STATED TASK>
Copy out the lines of the records below word for word, from the line with "Mark the innermost point of each instance of the black label" up to and including the line with "x=811, y=493".

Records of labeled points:
==================================================
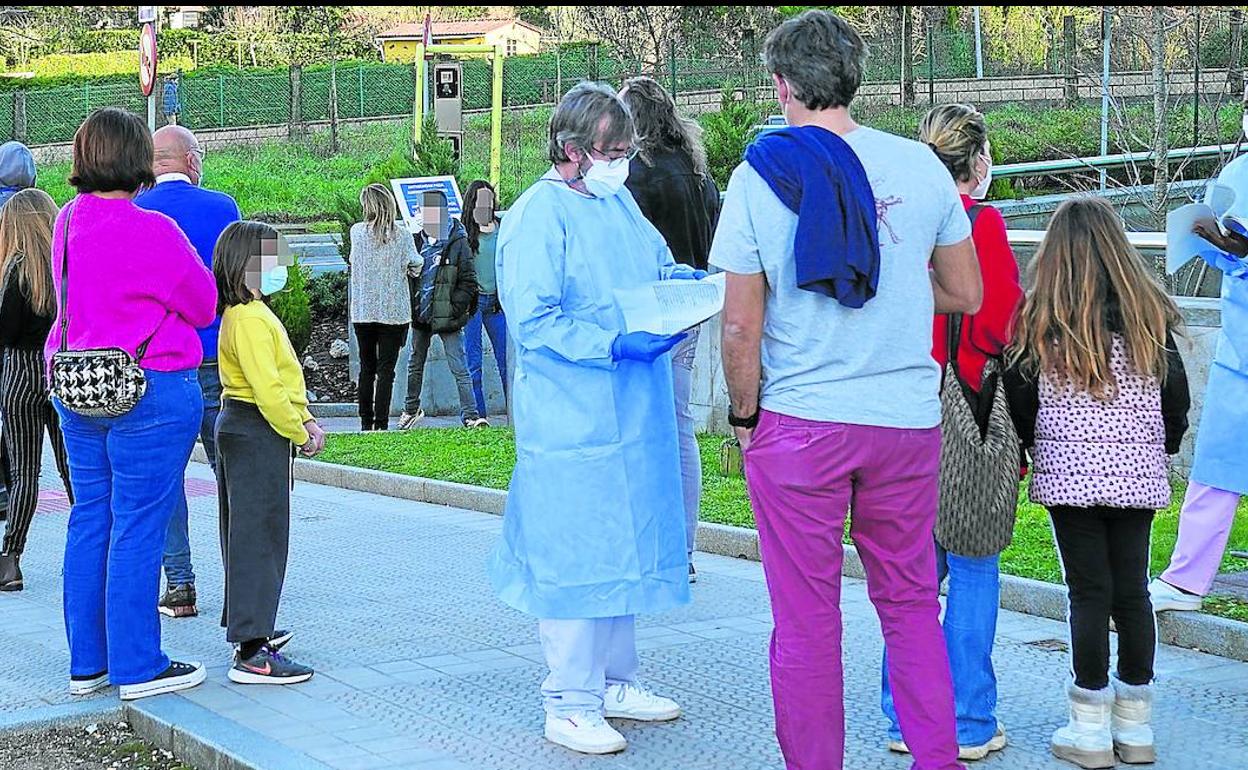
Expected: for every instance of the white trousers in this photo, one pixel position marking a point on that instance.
(584, 657)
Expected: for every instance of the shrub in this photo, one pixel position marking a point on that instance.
(728, 132)
(291, 307)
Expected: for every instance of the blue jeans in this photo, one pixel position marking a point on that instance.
(970, 625)
(127, 474)
(177, 542)
(489, 313)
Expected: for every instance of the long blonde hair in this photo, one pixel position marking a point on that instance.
(380, 211)
(26, 246)
(957, 135)
(1088, 285)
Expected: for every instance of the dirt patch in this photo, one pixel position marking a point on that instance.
(331, 380)
(101, 745)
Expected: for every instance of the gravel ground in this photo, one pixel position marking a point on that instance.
(99, 745)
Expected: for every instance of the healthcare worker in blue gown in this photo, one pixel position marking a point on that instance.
(1219, 473)
(594, 526)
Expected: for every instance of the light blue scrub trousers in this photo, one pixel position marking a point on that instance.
(584, 657)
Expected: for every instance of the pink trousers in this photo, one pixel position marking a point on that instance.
(804, 477)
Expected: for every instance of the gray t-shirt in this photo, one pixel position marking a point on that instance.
(823, 361)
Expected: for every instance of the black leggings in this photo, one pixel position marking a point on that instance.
(380, 345)
(1105, 554)
(28, 413)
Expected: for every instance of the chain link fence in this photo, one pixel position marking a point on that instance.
(1038, 74)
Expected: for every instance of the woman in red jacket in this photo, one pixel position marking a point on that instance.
(959, 136)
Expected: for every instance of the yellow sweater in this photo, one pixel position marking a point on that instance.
(258, 366)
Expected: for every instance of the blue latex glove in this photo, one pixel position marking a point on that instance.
(643, 346)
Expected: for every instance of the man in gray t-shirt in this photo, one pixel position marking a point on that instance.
(838, 406)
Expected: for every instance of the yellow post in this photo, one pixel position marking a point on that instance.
(496, 130)
(418, 107)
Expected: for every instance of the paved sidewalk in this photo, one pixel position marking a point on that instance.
(419, 667)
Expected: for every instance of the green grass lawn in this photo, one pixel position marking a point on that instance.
(486, 457)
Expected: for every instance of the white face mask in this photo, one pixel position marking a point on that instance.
(981, 190)
(605, 179)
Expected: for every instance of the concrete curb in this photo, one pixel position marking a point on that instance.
(85, 711)
(209, 741)
(1191, 630)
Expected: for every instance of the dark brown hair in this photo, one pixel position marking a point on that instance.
(112, 150)
(237, 246)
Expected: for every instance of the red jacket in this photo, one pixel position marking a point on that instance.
(986, 333)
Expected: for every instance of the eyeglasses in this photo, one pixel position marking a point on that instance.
(627, 156)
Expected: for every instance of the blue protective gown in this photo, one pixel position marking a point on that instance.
(594, 522)
(1219, 444)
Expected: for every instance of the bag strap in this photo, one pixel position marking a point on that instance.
(65, 282)
(974, 212)
(65, 297)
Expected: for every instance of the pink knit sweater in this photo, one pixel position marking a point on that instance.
(132, 272)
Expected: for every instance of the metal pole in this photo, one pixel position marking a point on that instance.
(979, 45)
(422, 94)
(496, 130)
(931, 68)
(1106, 29)
(1196, 81)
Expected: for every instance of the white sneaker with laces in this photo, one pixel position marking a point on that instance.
(407, 421)
(1166, 597)
(632, 700)
(584, 731)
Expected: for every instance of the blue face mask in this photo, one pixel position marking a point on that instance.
(272, 281)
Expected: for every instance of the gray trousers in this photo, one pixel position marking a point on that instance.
(253, 488)
(690, 458)
(453, 343)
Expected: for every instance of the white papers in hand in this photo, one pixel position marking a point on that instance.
(1182, 245)
(669, 307)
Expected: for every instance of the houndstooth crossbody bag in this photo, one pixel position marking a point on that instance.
(96, 382)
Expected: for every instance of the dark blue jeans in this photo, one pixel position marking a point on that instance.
(489, 315)
(177, 542)
(127, 476)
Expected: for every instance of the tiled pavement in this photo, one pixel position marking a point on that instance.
(419, 667)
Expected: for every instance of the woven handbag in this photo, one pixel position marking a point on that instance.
(979, 462)
(96, 382)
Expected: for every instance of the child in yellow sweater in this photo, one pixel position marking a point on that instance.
(263, 417)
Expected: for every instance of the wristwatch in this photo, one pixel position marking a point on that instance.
(749, 423)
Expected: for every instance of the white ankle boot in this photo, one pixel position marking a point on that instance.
(1132, 731)
(1087, 740)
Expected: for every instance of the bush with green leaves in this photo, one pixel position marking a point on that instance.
(728, 132)
(292, 308)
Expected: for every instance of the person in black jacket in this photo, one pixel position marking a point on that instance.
(26, 312)
(670, 184)
(443, 300)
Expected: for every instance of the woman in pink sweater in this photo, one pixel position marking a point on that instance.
(125, 277)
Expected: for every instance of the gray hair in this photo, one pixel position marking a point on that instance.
(579, 116)
(820, 56)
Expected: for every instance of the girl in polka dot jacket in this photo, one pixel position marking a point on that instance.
(1100, 398)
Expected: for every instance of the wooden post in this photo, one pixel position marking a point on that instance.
(1072, 77)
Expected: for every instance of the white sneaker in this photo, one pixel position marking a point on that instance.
(176, 677)
(585, 731)
(634, 701)
(89, 685)
(406, 421)
(1166, 598)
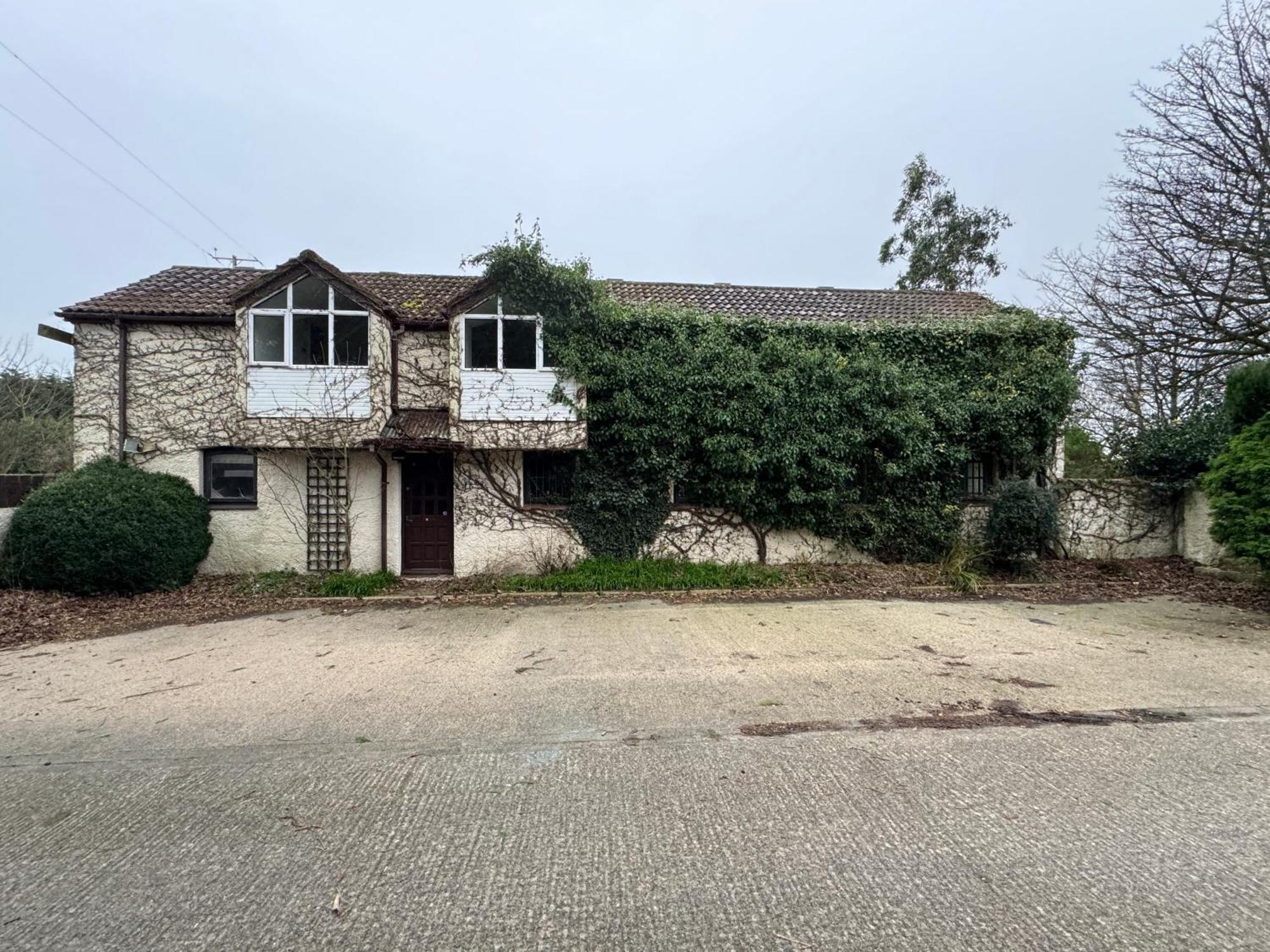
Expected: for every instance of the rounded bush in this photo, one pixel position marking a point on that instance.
(1239, 494)
(1023, 521)
(1248, 394)
(107, 529)
(1174, 455)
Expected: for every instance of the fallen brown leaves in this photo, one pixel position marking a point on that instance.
(32, 618)
(29, 618)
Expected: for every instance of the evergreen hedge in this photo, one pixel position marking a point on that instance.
(107, 529)
(1239, 493)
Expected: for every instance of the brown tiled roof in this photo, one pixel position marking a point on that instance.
(417, 430)
(196, 293)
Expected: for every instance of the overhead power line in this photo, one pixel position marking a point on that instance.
(100, 176)
(134, 155)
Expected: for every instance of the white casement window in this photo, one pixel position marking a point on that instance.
(498, 336)
(309, 324)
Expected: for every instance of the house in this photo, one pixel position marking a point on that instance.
(388, 421)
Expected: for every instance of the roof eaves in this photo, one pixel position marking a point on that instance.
(68, 314)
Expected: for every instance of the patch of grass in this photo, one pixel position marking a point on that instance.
(963, 567)
(608, 574)
(355, 585)
(271, 583)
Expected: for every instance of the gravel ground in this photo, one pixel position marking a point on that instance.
(580, 777)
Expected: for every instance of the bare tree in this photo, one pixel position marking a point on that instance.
(35, 412)
(1178, 289)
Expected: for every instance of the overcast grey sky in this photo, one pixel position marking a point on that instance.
(730, 140)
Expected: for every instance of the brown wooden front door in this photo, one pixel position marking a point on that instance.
(427, 515)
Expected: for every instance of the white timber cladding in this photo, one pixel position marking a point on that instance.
(496, 383)
(514, 395)
(309, 392)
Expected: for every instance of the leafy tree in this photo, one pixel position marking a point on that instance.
(1248, 394)
(948, 247)
(1177, 289)
(1239, 493)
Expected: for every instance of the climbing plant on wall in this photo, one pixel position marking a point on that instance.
(854, 432)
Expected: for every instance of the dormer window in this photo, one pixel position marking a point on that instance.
(501, 336)
(309, 324)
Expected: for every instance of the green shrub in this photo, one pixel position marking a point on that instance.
(1023, 522)
(1174, 455)
(355, 585)
(1239, 493)
(107, 529)
(608, 574)
(1248, 394)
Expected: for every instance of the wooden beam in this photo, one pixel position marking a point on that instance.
(62, 337)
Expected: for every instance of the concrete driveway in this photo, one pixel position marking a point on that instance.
(580, 776)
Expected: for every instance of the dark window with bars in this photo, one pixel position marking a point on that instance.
(229, 478)
(549, 478)
(328, 513)
(979, 473)
(869, 479)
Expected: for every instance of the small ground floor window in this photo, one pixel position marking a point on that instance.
(229, 478)
(548, 478)
(980, 473)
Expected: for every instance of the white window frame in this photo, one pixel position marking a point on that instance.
(289, 314)
(498, 317)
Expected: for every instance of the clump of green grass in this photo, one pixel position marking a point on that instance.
(355, 585)
(963, 567)
(270, 583)
(608, 574)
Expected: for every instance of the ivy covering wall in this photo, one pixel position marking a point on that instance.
(854, 432)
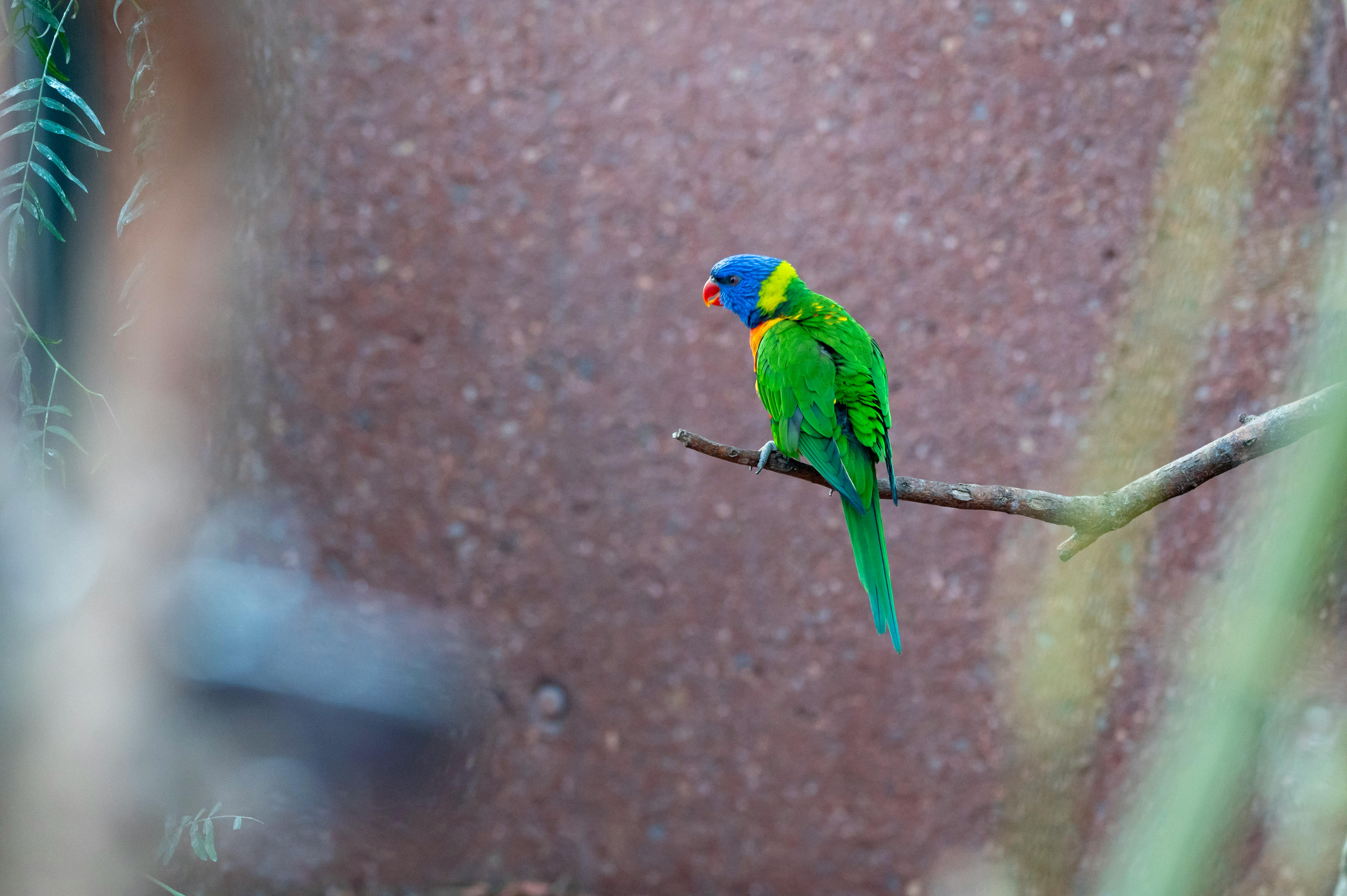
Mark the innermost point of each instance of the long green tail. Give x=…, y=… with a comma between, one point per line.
x=872, y=564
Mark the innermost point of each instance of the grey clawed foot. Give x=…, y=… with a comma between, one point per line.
x=764, y=455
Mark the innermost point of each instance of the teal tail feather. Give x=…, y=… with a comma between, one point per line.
x=872, y=564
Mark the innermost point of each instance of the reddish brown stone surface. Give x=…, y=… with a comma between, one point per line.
x=487, y=323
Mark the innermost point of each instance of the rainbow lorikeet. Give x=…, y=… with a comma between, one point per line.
x=822, y=381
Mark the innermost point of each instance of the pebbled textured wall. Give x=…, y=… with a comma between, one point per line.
x=482, y=321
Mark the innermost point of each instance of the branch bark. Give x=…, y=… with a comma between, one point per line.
x=1089, y=515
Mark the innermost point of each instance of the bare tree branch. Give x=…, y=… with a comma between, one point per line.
x=1089, y=515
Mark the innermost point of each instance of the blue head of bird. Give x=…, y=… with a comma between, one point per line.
x=752, y=286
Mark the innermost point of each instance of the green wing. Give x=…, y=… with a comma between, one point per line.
x=797, y=382
x=824, y=383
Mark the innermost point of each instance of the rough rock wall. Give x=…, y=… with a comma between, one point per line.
x=483, y=321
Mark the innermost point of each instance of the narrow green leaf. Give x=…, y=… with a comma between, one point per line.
x=19, y=88
x=60, y=128
x=22, y=128
x=75, y=98
x=15, y=226
x=130, y=321
x=61, y=460
x=67, y=436
x=44, y=409
x=165, y=886
x=139, y=29
x=147, y=60
x=173, y=845
x=149, y=137
x=130, y=211
x=56, y=160
x=22, y=106
x=45, y=222
x=26, y=382
x=52, y=181
x=133, y=279
x=197, y=847
x=61, y=107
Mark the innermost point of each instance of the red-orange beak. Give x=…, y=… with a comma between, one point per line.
x=712, y=293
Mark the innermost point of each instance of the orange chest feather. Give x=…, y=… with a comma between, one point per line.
x=756, y=336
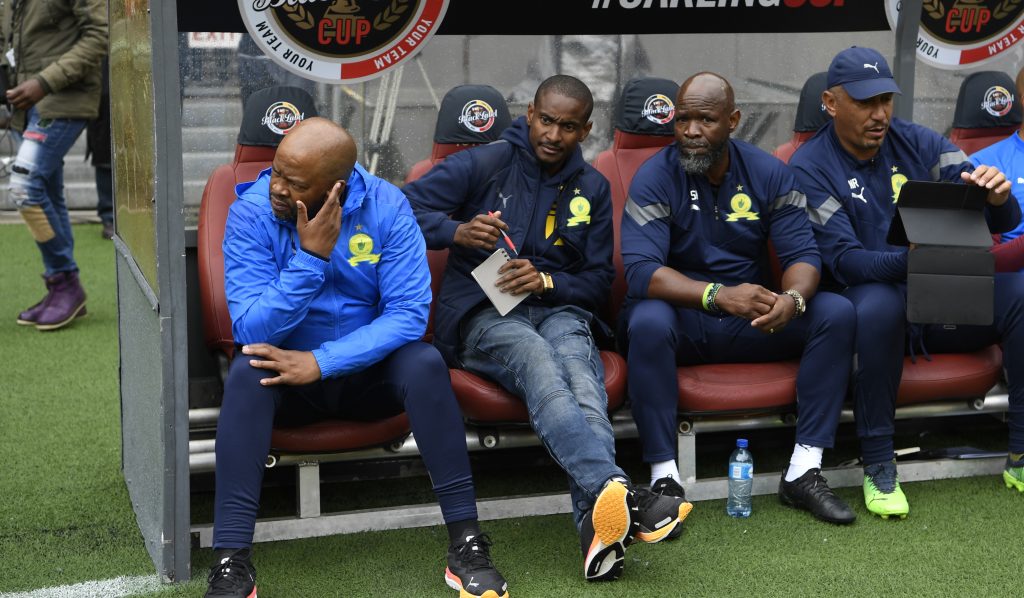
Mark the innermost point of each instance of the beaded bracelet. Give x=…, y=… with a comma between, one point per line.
x=708, y=301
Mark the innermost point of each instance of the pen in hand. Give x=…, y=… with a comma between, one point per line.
x=505, y=235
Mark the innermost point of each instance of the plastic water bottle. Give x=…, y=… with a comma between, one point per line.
x=740, y=480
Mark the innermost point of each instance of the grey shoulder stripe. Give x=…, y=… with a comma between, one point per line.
x=824, y=212
x=645, y=214
x=793, y=198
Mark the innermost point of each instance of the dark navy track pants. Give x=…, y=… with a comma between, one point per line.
x=881, y=345
x=414, y=378
x=660, y=337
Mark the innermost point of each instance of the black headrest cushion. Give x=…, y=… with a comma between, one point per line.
x=987, y=99
x=271, y=113
x=647, y=107
x=471, y=114
x=810, y=112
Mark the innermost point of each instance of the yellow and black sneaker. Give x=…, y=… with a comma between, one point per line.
x=662, y=511
x=470, y=570
x=232, y=574
x=607, y=529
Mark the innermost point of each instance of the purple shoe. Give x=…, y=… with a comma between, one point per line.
x=66, y=302
x=30, y=315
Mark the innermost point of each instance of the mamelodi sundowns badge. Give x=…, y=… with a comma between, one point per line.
x=341, y=41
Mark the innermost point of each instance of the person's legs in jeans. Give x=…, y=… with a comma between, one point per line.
x=37, y=187
x=567, y=331
x=37, y=190
x=1008, y=329
x=511, y=351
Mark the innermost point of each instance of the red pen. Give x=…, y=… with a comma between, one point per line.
x=505, y=235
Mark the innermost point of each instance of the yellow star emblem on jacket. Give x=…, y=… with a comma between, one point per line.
x=580, y=208
x=741, y=204
x=360, y=246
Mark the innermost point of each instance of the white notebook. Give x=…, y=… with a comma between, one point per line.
x=485, y=275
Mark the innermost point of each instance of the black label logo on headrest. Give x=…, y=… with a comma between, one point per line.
x=658, y=110
x=477, y=116
x=341, y=40
x=961, y=34
x=282, y=117
x=997, y=101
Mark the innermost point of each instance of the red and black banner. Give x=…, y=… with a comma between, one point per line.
x=602, y=16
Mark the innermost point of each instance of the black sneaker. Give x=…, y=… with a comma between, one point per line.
x=470, y=570
x=662, y=510
x=607, y=529
x=232, y=574
x=811, y=493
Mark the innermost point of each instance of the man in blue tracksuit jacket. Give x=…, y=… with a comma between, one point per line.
x=695, y=229
x=534, y=185
x=852, y=171
x=1008, y=156
x=328, y=287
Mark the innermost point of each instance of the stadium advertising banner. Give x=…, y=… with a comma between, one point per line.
x=962, y=34
x=354, y=40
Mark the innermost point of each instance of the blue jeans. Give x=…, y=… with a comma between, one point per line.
x=37, y=187
x=547, y=357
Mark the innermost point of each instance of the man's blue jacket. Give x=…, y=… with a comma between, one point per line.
x=851, y=202
x=370, y=298
x=573, y=244
x=716, y=235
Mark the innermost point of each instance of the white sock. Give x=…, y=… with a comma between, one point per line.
x=804, y=458
x=664, y=469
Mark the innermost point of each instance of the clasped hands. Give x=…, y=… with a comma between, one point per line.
x=766, y=310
==================================================
WRITTEN RESPONSE>
Mark the innermost point of each instance of the black label logo on headrest. Give x=…, y=… with a comma between, one point per line.
x=658, y=110
x=477, y=116
x=341, y=40
x=961, y=34
x=282, y=117
x=997, y=101
Mark the innermost point of each instance of the red and black banner. Give x=…, y=… with a comma between, one point per line.
x=602, y=16
Mark the innermost point of each instance of the black sneaker. Give x=…, y=… with a comma between, one point per line.
x=470, y=570
x=662, y=510
x=607, y=529
x=232, y=574
x=811, y=493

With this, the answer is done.